Exercises to complete -
a: In the Advent sermon, what part of Thomas Fitzpatrick's body was recovered?
b: Continue the Advent sermon, picking up after its final line, "A thrilling voice is sounding."
──────── Excerpt provided
This Advent
season we are surrounded by reminders that we live in a fallen world.
It is a reality so at odds with the vision of Isaiah of our readings
last Sunday and today: “The wolf shall live with the lamb, the
leopard shall lie down with the kid, the calf and the lion and the fatling
together…the desert shall rejoice and blossom; like the crocus
it shall blossom abundantly, and rejoice with joy and singing.”
It doesn’t take much imagination to realize how far from that
vision we are in Iraq, in the Sudan, or in Chicago for that matter.
Are we still the murder capitol of the United States?
The following
sad excerpt from an AP news story last September 11 illustrates how
bittersweet life in our era can be:
The
bone brought sad finality to everyone but Brendan Fitzpatrick. It
was proof that his father had died on September 11, 2001. But for
Brendan, who is five, the news that a piece of Thomas Fitzpatrick’s
humerus had been recovered was vexing, at best. “Can we get
all the pieces and put them together,” he recently asked his
mother at their home in Tuckahoe, New York, “so he could be
alive?”
I wonder
if little Brendan was aware of that prophecy in Ezekiel when the prophet
sees bones scattered in a valley, symbols of war and injustice and death
of every kind, but then being brought together by the spirit of God
into living beings, hopeful beings, whole beings. And so in his own
way, Brendan asks with Ezekiel, “Who can take all the pieces of
this broken world, and make us whole?” The Advent message is that
it’s Jesus.
Hark!
A thrilling voice is sounding.
────────────────
──────── Data provided
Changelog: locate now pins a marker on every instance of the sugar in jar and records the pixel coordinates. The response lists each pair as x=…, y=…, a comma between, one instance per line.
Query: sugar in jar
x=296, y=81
────────────────
Answers to the exercises -
a: A piece of his humerus.

b:
Christ is nigh, it seems to say;
Cast away the works of darkness,
O ye children of the day.
That was
John the Baptist’s proclamation,
On
Jordan’s bank the Baptist’s cry
Announces that the Lord is nigh
Awake and harken for he brings
Glad tidings of the king of kings.
But today
we read that John the Baptist had his doubts. A year or two after John
had said at Jesus’ baptism, “Behold the Lamb of God,”
John was put in prison because of his criticism of King Herod’s
incestuous marriage. Ultimately it cost him his head, as we envision
Salome dancing with murderous intent before her stepfather. But that’s
another opera.
In any
event, while he was in prison he had his doubts that Jesus truly was
the Messiah. Perhaps he was discouraged by his own circumstances as
well as the injustice and cruelty the Jews suffered at the hands of
their Roman oppressors. Can’t we understand that? In the dark
days of our own waiting and preparing it’s not difficult to relate
to John’s doubts, his need for assurance, his hope that God’s
peaceable kingdom might find its place in human form, an incarnation
of God’s peace and God’s justice.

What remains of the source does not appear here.